* Excerpt provided:

Preparation of heart valve scaffold and cell seeding.
- Author:
Li LONG
1
;
Chungen WU
;
Luanfeng PAN
;
Xiaolan QI
;
Tao HONG
Author Information
1. Laboratory of Molecular Biology, Shanghai Medical College, Fudan University, Shanghai 200032, China.
- Publication Type:Journal Article
- MeSH:
Animals;
Bioprosthesis;
Cells, Cultured;
Endothelium, Vascular;
cytology;
transplantation;
Fibroblasts;
cytology;
Heart Valve Prosthesis;
Heart Valves;
cytology;
Humans;
Muscle Fibers, Skeletal;
cytology;
Swine;
Tissue Engineering
- From:
Journal of Biomedical Engineering
2004;21(4):610-613
- CountryChina
- Language:Chinese
-
Abstract:
To prepare scaffolds for heart valve tissue engineering, porcine heart valves were treated with varied concentrations of trypsin for 32, 56, 80 and 104 h or followed with DNase. And then the structure of acellular valves was observed under light microscope, scanning and transmission electron microscope. Porcine endothelial cells, human endothelial cells, and canine myofibroblasts were reseeded onto the acellularized porcine heart valve scaffolds once a day for 3 days. The valves were analyzed by immunohistochemical staining and electron microscopy. Results show that all endothelial cells and the majority of interstitial cells were removed from the heart valves after digestion with trypsin for 104 h, and the collagen fiber structure remains intact, but the space between collagen fibers increased slightly. Incubation with trypsin for 80 h and then with DNase almost removed all cells, and the collagen fiber structure and the space between the fibers remain intact. After reseeding, human endothelial cells almost fully cover the valve scaffold surface as shown by H-E staining and platelet endothelial cell adhesion molecules (PECAM-1) staining. Xenogeneic porcine endothelial cells also adhered to and grew on the scaffolds. As shown by H-E staining and actin staining, canine myofibroblasts not only adhered to the surface of valve scaffold but also migrated to the inner part of matrix after one week culture. These results suggest that the digestion of porcine heart valves with trypsin combining with DNase is a suitable method to remove cells. The acellular porcine heart valve scaffolds have a quite favorable biocompatibility with human and porcine endothelial cells as well as canine myofibroblasts.

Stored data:

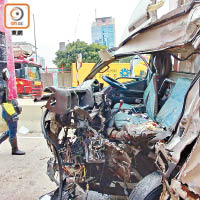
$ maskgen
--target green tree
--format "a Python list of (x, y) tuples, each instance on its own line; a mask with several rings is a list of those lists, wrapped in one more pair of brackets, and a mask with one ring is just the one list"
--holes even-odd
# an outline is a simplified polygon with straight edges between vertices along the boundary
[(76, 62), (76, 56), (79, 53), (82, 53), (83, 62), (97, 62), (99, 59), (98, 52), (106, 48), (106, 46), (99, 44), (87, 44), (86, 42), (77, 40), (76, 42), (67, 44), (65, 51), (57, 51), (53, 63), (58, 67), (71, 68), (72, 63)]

* * *

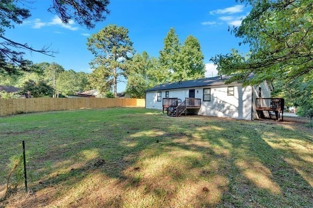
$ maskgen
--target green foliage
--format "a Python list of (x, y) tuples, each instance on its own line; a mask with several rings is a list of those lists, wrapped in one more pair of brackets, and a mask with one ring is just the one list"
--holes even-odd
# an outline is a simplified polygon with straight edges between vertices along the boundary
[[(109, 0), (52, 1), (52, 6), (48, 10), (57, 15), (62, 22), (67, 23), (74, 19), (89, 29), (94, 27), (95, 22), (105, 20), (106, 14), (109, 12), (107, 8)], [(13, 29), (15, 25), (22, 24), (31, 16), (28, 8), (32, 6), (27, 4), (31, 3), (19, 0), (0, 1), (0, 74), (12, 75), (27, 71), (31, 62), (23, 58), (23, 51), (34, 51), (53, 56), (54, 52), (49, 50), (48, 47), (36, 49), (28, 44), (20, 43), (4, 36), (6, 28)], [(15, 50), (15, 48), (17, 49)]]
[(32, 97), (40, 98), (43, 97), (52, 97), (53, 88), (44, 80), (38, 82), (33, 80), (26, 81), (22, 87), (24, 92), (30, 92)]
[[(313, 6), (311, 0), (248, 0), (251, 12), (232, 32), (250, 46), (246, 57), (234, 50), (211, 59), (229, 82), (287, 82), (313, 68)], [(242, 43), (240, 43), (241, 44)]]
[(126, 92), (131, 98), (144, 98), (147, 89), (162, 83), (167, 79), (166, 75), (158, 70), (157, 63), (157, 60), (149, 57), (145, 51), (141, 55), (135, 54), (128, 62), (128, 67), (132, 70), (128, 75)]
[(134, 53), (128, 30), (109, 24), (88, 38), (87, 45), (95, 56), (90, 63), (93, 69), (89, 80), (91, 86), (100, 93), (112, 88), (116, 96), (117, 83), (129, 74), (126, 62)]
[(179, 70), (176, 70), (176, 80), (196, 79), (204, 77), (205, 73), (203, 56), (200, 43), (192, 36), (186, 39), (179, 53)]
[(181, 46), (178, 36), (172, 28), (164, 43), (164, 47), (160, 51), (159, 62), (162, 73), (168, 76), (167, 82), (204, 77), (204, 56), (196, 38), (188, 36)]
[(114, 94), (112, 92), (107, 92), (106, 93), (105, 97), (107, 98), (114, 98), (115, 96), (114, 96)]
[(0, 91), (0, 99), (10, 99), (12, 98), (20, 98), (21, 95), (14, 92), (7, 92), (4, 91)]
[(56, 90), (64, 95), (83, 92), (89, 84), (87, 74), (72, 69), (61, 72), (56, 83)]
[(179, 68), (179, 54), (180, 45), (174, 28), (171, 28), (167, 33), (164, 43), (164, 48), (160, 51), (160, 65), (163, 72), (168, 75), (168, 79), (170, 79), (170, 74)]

---

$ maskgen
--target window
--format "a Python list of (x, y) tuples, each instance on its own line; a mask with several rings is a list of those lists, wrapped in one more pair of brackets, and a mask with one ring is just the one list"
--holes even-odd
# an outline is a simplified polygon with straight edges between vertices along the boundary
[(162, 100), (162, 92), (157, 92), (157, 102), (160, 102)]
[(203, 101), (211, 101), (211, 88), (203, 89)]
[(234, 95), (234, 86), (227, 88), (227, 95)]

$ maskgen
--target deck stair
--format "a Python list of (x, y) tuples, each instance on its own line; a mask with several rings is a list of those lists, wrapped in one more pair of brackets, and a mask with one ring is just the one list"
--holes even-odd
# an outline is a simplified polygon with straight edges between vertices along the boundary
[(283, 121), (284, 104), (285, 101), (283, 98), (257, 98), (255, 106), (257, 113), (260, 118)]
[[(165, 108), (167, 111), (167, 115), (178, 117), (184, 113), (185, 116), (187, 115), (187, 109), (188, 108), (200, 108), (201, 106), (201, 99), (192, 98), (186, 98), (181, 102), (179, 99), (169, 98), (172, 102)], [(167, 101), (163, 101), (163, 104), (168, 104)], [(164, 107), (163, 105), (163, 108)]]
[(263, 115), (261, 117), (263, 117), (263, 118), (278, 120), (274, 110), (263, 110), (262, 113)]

* Assigned task: Condense the heart valve scaffold abstract's paragraph beginning "To prepare scaffolds for heart valve tissue engineering" into a bulleted list that keeps its main facts.

* Exercise output:
- Porcine heart valves were treated with varied trypsin concentrations for 32, 56, 80, and 104 h, or with trypsin followed by DNase, to prepare tissue-engineering scaffolds.
- Acellular valve structure was examined by light microscopy and by scanning and transmission electron microscopy.
- Porcine endothelial cells, human endothelial cells, and canine myofibroblasts were reseeded onto the scaffolds once a day for 3 days. The valves were then analyzed by immunohistochemical staining and electron microscopy.
- Trypsin for 104 h removed all endothelial cells and most interstitial cells. Collagen fiber structure stayed intact, though the space between fibers increased slightly.
- Trypsin for 80 h followed by DNase removed almost all cells and left both the collagen fiber structure and the interfiber spacing intact.
- H-E and PECAM-1 staining showed that human endothelial cells almost fully covered the scaffold surface. Xenogeneic porcine endothelial cells also adhered and grew.
- H-E and actin staining showed that after one week of culture, canine myofibroblasts adhered to the surface and migrated into the inner matrix.
- The results suggest that trypsin combined with DNase is a suitable method for cell removal. The acellular scaffolds show quite favorable biocompatibility with human and porcine endothelial cells and canine myofibroblasts.